• **Information provided**
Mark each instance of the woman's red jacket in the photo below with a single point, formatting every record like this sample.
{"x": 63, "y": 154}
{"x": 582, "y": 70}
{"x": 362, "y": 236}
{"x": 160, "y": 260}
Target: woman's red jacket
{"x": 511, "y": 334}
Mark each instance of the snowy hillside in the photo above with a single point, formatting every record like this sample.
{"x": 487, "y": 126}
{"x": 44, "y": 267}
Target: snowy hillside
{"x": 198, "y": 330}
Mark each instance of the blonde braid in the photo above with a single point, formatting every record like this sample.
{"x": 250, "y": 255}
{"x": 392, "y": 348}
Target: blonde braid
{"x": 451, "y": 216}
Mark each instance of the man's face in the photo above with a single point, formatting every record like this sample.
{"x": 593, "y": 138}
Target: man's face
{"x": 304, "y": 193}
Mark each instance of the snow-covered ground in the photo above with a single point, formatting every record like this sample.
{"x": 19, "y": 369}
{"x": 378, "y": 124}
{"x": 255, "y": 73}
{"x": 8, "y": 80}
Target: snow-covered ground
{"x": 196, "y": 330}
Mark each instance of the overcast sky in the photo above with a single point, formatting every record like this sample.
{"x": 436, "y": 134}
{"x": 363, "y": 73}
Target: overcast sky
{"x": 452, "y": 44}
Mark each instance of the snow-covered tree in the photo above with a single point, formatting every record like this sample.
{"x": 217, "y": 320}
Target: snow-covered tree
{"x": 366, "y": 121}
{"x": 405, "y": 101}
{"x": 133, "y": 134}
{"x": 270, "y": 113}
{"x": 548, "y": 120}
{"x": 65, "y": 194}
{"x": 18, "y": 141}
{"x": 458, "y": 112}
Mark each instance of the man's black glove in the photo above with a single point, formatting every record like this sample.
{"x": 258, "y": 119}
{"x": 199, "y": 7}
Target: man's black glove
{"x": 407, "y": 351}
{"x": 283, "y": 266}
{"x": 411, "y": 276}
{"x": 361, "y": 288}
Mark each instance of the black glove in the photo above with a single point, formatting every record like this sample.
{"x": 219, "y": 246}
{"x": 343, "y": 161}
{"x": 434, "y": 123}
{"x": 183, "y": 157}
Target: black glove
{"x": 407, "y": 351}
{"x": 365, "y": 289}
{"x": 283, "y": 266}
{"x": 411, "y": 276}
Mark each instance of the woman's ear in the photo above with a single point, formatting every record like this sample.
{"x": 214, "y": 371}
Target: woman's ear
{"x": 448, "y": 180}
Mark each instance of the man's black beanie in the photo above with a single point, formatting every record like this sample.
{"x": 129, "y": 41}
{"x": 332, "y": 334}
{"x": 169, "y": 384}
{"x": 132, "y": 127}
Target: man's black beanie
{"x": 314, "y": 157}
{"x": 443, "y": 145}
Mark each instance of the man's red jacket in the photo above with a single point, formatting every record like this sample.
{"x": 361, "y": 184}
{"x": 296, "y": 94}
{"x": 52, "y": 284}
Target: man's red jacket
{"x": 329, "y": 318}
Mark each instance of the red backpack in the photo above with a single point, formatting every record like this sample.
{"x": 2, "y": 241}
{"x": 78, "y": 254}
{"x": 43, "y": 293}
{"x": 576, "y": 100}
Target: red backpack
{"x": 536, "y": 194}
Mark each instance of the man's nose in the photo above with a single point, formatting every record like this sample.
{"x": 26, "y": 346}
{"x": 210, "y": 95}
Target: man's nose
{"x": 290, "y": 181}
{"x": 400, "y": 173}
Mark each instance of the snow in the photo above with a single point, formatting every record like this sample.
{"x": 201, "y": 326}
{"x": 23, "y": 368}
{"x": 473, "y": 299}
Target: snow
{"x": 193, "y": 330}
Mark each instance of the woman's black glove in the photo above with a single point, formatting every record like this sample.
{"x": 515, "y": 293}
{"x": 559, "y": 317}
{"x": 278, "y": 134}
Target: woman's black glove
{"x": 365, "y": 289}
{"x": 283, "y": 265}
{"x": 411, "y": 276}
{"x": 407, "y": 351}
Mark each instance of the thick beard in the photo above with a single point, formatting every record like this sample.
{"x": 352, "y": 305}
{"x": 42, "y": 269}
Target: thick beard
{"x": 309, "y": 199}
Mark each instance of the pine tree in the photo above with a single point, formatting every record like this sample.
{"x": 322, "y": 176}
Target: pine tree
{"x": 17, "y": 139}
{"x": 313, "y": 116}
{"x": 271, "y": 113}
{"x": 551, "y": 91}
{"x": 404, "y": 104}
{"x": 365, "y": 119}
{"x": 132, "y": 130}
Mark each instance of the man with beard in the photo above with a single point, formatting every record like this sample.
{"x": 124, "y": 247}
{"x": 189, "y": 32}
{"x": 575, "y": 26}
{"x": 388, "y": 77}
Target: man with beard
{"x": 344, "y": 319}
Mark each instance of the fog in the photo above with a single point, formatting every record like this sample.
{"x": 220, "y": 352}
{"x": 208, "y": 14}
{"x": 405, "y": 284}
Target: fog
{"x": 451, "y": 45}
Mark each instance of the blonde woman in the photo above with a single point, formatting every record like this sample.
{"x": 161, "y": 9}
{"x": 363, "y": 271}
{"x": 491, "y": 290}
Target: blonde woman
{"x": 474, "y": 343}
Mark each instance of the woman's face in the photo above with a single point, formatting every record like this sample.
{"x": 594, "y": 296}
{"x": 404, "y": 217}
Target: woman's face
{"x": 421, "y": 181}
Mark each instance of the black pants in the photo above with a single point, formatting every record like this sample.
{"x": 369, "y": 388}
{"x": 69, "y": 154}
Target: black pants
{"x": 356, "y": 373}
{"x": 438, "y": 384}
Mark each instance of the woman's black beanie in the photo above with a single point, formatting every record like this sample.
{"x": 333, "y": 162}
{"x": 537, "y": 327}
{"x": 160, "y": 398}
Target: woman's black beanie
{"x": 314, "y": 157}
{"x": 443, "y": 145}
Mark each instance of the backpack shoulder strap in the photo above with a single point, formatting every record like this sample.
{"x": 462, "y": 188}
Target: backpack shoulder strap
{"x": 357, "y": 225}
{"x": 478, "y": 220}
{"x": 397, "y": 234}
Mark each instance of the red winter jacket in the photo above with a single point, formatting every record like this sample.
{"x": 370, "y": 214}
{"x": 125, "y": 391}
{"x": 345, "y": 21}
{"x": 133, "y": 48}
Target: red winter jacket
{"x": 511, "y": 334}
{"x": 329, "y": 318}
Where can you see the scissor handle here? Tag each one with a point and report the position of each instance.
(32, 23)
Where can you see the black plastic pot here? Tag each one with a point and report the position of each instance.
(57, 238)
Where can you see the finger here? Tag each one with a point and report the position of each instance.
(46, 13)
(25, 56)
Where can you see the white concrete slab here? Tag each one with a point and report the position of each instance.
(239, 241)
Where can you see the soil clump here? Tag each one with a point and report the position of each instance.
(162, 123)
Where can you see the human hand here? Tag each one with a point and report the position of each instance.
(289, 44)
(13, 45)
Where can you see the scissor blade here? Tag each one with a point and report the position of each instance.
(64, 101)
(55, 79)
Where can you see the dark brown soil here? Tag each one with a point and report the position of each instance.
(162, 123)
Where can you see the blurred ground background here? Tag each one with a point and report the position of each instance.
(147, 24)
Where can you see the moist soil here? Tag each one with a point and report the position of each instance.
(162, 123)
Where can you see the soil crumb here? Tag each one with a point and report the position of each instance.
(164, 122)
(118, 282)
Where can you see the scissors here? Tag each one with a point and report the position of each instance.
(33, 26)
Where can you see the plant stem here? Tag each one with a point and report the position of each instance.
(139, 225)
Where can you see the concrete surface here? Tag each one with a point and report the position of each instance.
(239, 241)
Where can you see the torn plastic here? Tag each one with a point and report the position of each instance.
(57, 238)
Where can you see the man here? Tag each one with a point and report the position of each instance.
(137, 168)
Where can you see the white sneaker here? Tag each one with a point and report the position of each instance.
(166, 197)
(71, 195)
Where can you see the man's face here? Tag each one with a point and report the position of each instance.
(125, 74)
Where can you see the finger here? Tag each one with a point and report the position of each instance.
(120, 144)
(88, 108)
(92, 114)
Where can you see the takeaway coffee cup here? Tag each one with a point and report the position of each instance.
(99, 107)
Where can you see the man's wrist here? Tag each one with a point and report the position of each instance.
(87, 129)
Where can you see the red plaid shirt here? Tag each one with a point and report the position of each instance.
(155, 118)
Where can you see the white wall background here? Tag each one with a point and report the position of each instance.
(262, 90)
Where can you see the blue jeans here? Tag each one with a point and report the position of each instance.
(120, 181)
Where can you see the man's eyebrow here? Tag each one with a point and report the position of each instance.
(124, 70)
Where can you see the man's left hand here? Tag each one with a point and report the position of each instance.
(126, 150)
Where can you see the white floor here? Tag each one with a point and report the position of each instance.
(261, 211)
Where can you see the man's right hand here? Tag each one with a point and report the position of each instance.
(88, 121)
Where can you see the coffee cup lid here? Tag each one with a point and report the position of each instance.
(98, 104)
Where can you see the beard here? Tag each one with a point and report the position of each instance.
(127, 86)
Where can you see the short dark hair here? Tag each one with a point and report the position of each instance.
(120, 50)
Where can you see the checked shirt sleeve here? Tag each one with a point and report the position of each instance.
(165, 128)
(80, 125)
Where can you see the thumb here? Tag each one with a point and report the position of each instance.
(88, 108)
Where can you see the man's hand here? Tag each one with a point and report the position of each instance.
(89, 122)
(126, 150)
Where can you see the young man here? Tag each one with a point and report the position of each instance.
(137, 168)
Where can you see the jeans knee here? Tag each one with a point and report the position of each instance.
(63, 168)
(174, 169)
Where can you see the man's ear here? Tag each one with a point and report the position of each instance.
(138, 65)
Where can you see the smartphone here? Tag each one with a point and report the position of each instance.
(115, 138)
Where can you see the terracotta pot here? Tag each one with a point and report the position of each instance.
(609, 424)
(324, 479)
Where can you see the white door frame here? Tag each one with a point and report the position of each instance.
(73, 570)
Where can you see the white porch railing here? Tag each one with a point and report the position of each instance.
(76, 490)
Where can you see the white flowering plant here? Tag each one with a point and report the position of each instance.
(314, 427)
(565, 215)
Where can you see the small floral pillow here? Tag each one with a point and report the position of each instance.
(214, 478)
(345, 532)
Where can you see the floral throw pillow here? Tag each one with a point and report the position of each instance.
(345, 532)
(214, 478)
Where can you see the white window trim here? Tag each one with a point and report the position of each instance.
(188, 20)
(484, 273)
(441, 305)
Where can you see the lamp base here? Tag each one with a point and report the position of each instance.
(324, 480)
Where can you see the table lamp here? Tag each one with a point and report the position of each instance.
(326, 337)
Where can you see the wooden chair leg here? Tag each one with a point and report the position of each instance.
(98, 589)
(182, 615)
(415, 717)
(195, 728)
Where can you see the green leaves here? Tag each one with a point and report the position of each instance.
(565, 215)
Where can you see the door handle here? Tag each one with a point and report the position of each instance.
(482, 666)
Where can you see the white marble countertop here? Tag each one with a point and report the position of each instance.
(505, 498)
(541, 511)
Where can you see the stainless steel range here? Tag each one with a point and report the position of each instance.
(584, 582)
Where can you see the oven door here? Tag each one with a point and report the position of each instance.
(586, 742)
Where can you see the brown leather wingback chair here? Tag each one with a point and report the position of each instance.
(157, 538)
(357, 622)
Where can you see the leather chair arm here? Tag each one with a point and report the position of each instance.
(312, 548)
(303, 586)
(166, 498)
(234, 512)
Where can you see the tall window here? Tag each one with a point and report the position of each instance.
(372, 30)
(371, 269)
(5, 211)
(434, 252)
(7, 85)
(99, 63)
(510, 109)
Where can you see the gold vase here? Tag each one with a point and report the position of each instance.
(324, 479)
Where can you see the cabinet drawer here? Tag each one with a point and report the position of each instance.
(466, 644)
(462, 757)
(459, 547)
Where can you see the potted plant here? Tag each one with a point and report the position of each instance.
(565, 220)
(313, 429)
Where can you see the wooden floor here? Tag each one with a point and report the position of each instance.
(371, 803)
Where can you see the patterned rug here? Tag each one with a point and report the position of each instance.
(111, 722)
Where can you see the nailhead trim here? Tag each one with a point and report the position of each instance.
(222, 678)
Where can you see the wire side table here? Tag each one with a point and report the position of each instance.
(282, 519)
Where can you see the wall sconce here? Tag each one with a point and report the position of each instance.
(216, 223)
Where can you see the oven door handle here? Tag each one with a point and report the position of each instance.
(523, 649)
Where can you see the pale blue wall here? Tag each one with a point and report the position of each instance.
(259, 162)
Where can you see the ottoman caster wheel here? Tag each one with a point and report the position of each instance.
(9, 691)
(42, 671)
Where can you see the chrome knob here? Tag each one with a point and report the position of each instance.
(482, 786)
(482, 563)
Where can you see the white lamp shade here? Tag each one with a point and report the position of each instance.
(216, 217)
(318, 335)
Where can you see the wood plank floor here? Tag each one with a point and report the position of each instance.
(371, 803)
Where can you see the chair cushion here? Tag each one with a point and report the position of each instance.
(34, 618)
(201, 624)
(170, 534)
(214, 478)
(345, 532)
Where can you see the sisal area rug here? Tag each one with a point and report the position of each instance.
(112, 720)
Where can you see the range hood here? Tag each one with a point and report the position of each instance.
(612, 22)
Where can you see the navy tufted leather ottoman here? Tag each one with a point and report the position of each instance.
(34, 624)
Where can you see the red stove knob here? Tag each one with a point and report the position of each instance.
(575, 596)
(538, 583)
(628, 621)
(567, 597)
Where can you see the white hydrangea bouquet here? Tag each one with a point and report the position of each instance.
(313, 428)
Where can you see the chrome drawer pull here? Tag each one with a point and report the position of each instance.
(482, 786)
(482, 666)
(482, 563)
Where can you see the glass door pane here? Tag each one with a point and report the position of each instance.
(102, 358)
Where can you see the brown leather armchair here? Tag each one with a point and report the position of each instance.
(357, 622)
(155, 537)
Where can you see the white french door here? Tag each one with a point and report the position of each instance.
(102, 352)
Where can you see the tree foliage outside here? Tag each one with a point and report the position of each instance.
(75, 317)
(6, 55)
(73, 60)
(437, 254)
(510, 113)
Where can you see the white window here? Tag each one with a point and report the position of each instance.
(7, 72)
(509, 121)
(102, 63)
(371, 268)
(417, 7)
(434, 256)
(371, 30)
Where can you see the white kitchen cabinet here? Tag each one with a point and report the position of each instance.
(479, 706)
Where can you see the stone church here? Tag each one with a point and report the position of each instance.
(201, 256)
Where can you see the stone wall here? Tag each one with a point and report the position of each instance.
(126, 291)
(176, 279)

• **Instructions to follow**
Restate word for word the entries above from the line with "Target: woman's face" through the line with "Mark each instance of the backpack", inclusive, leaving out everything else.

• **Result below**
Target: woman's face
{"x": 421, "y": 181}
Mark each instance of the black pants in the photo above with a single point, formatting every record like this sample.
{"x": 369, "y": 388}
{"x": 69, "y": 154}
Target: black pants
{"x": 356, "y": 373}
{"x": 438, "y": 384}
Mark each instance of the woman's black beanie in the photo above with a single point, formatting every record like this sample.
{"x": 333, "y": 162}
{"x": 537, "y": 327}
{"x": 160, "y": 398}
Target: woman's black beanie
{"x": 314, "y": 157}
{"x": 443, "y": 145}
Mark each instance of the backpack shoulder strap in the photo above with a single point, formatting every record like this sample.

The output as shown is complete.